**INPUT DATA:**
──────

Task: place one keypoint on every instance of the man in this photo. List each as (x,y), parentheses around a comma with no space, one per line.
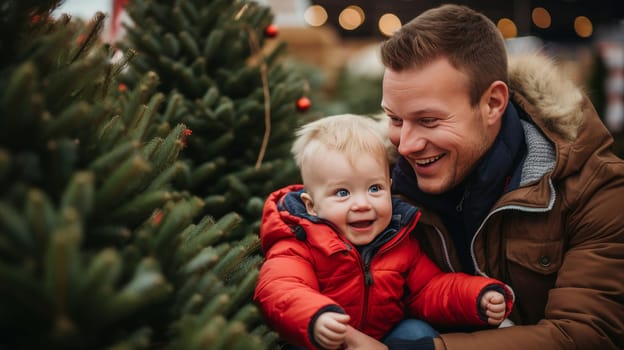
(515,178)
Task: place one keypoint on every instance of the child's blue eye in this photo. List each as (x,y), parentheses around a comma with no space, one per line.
(342,193)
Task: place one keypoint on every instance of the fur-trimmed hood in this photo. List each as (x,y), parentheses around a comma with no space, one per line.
(558,101)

──────

**YOUR INSTRUCTIONS:** What is needed is an exact copy of the entries, without any images.

**EXERCISE ANSWER:**
Task: place one keypoint on every instance of the man in this photo. List each as (x,y), parentheses around a comma with no space, one per line.
(515,178)
Task: place one keypoint on every instance of the child's blue eye in this photo. List each as (x,y), parentheses around a comma with no space, one per line.
(342,193)
Task: place one keypoint on every instance of the fur-trimmed hood in this photo. List each as (x,y), parentheses around a comma with no space, one per line.
(558,101)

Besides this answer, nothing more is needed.